** Start of Material provided **
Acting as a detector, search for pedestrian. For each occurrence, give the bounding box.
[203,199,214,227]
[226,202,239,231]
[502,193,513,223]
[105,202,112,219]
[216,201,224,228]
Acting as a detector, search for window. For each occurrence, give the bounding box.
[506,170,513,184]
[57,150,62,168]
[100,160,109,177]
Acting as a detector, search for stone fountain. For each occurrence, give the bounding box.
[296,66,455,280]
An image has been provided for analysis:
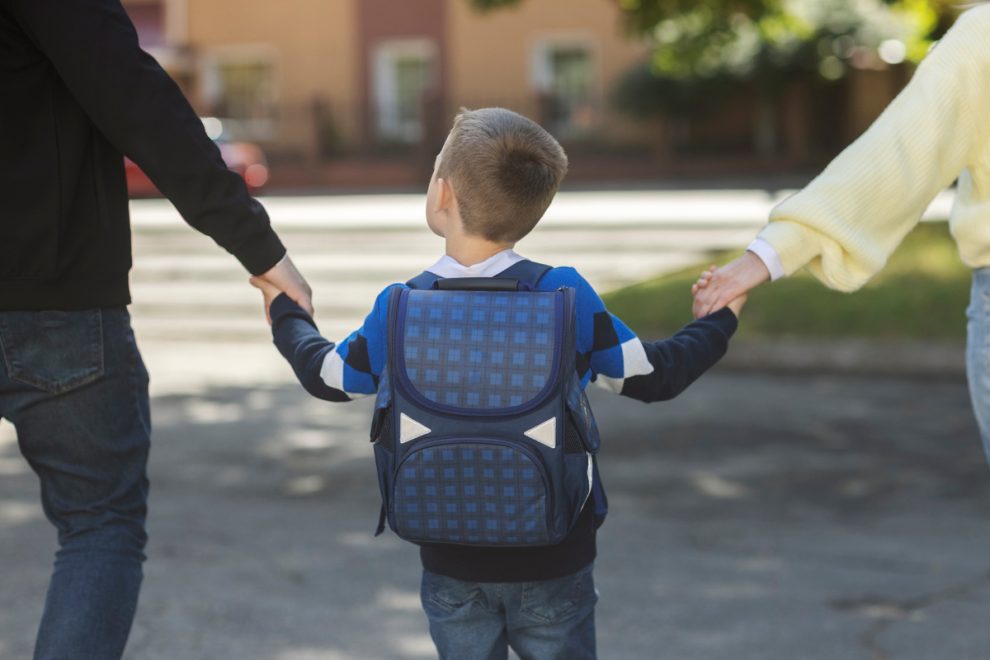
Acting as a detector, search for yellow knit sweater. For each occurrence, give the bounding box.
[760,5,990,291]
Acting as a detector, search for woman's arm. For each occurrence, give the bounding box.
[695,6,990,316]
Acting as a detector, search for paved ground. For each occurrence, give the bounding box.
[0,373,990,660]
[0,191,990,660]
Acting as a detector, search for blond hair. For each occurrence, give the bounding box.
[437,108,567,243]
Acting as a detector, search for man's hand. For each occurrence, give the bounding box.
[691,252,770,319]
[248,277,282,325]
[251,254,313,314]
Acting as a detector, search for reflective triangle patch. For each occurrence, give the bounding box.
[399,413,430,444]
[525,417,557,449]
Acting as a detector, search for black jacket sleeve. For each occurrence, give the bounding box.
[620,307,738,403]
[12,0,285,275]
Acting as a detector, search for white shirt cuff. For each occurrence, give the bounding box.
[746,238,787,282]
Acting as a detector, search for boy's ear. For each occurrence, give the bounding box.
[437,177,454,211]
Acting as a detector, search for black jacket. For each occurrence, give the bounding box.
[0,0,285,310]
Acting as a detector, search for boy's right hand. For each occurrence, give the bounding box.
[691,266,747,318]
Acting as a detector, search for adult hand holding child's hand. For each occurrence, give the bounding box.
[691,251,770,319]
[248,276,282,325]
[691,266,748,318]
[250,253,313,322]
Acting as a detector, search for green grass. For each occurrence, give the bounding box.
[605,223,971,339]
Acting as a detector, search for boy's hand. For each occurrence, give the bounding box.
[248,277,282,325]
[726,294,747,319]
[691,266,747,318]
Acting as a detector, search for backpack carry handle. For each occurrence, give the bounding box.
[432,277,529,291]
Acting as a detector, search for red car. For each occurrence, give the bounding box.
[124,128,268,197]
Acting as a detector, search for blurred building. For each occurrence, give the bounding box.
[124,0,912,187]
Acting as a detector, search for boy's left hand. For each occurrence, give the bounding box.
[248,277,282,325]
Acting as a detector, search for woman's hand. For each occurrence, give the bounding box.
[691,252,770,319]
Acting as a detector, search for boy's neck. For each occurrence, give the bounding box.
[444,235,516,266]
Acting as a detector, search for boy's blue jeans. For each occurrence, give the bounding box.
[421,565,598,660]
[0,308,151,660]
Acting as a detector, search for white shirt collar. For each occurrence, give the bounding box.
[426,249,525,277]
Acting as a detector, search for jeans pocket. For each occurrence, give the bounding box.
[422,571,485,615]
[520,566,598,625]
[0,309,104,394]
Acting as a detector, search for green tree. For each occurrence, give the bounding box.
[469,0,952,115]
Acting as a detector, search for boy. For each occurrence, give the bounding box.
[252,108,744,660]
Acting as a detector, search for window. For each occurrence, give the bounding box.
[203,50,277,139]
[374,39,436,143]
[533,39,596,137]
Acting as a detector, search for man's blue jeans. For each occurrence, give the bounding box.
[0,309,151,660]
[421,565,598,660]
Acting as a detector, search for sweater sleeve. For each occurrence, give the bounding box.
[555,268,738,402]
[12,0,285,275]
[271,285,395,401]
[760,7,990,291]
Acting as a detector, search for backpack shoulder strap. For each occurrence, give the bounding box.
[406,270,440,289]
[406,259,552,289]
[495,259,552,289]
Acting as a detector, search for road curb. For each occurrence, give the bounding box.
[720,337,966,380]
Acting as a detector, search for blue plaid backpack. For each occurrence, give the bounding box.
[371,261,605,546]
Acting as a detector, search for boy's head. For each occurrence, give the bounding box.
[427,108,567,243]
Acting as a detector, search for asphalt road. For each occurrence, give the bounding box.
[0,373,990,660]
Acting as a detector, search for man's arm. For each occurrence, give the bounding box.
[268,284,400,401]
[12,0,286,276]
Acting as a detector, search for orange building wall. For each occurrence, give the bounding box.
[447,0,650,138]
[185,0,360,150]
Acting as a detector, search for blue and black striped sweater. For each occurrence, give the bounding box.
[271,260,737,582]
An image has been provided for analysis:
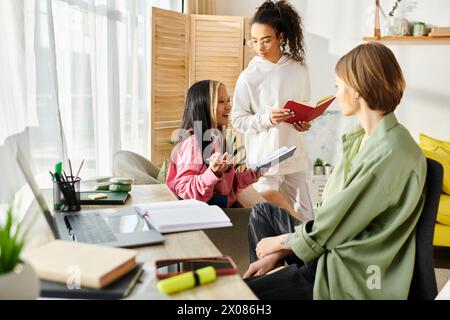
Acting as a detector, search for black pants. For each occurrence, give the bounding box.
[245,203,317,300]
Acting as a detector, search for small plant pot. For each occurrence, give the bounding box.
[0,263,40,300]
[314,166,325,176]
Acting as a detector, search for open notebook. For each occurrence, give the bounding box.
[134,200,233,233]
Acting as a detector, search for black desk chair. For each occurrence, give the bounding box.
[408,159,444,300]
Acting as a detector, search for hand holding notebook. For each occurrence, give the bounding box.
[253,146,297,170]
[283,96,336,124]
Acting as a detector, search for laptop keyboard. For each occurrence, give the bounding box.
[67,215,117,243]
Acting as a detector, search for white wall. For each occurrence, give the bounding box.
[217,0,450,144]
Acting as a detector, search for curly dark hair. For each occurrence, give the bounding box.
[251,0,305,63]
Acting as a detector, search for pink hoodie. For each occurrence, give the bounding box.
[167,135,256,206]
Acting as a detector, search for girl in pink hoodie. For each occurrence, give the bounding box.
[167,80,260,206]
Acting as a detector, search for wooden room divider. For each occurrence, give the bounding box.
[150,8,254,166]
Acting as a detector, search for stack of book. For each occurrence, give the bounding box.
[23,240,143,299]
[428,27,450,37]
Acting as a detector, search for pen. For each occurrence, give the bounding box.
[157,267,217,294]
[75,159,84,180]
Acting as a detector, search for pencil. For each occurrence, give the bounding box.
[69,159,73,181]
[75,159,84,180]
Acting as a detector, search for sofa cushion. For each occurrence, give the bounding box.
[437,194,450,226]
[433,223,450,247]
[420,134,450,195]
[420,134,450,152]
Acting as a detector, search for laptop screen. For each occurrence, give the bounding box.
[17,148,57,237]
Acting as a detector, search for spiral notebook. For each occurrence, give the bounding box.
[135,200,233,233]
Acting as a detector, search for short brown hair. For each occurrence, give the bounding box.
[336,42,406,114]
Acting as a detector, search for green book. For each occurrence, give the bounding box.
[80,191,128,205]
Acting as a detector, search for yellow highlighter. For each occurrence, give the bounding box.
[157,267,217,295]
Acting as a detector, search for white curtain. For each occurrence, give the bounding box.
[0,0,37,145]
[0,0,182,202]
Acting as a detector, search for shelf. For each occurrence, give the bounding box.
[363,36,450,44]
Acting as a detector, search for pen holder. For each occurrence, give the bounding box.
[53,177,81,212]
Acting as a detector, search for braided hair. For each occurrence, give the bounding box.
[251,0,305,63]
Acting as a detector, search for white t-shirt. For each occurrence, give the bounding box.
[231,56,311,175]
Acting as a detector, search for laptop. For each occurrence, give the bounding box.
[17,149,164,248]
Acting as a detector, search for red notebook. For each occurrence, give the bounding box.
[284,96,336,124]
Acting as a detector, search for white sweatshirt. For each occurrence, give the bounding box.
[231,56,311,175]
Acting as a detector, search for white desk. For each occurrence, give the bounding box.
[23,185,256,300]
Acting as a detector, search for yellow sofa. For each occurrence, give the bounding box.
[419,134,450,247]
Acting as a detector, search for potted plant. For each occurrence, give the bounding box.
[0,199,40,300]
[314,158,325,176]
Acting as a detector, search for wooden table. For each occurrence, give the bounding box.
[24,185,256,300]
** End of Material provided **
** Start of Material provided **
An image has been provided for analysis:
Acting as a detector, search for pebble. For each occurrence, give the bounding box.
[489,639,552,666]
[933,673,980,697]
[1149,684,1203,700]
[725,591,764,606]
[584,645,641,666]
** End of Material provided **
** Start of Material provided **
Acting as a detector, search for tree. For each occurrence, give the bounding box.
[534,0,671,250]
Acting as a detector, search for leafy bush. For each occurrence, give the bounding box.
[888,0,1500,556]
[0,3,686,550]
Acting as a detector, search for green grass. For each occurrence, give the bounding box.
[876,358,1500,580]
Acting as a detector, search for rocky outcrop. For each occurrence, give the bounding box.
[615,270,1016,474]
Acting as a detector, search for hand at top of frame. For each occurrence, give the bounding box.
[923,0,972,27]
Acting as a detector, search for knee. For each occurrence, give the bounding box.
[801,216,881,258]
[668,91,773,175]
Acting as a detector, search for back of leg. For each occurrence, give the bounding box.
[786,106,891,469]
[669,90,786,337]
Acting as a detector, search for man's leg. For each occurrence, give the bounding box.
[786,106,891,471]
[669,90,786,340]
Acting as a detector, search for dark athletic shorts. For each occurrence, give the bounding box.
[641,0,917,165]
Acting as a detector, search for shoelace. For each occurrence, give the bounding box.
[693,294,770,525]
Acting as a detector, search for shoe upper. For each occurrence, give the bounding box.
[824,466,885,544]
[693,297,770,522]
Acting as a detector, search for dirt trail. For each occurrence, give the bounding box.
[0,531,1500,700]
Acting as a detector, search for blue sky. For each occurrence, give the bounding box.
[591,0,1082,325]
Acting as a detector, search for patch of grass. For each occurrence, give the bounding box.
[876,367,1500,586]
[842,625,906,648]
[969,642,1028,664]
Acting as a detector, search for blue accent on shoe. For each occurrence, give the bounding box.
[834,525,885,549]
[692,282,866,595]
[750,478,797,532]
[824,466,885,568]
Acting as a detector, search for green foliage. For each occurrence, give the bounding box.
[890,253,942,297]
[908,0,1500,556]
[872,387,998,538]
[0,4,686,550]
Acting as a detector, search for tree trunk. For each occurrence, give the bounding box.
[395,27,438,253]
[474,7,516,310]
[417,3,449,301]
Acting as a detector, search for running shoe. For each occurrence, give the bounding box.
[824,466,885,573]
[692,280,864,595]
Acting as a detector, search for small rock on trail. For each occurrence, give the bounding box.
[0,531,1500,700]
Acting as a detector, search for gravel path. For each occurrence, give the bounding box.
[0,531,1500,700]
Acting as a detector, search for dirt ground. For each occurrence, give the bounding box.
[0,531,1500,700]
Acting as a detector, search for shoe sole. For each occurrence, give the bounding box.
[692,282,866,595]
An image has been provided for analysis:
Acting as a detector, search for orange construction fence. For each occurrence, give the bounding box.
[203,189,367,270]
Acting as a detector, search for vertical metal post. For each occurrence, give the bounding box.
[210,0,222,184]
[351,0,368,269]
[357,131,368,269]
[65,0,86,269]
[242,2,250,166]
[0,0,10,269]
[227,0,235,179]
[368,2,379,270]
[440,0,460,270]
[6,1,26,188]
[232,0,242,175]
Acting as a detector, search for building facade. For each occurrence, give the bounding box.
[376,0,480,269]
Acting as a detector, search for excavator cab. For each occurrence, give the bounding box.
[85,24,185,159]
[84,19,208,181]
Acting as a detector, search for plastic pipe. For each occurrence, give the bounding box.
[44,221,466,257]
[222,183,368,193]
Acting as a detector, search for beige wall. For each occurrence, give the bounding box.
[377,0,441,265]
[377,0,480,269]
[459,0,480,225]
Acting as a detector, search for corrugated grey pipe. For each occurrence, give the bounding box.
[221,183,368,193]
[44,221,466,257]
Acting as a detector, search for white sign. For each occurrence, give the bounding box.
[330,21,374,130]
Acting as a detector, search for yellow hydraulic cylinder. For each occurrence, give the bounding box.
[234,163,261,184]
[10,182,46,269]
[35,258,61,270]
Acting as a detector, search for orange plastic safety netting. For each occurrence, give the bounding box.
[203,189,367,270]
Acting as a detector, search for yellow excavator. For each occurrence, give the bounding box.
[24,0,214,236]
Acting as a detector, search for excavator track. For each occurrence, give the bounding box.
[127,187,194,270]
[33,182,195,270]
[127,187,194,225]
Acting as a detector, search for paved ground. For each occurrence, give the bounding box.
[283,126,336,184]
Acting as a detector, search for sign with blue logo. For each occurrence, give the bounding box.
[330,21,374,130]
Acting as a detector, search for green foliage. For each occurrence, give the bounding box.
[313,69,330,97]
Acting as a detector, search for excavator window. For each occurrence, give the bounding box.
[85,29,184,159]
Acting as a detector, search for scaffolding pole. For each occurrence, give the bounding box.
** End of Material provided **
- **Short problem**
Could you copy out, unchanged, the part of the records that opens with the line containing "Acting as a detector, search for laptop keyboard." and closes with the line containing "[167,80,260,206]", both of those lines included?

- **Answer in full**
Acting as a detector, search for laptop keyboard. For each occurrence, give the bounding box.
[67,215,117,243]
Acting as a detector, search for white wall. For each occurrence, give the bounding box.
[217,0,450,144]
Acting as a detector, search for curly dark hair. For each occurrence, give the bounding box.
[251,0,305,63]
Acting as a detector, search for pink hoodie. For each occurrence, give the bounding box.
[167,135,256,206]
Acting as a detector, search for girl in pink hoodie. For each occurrence, give the bounding box.
[167,80,260,206]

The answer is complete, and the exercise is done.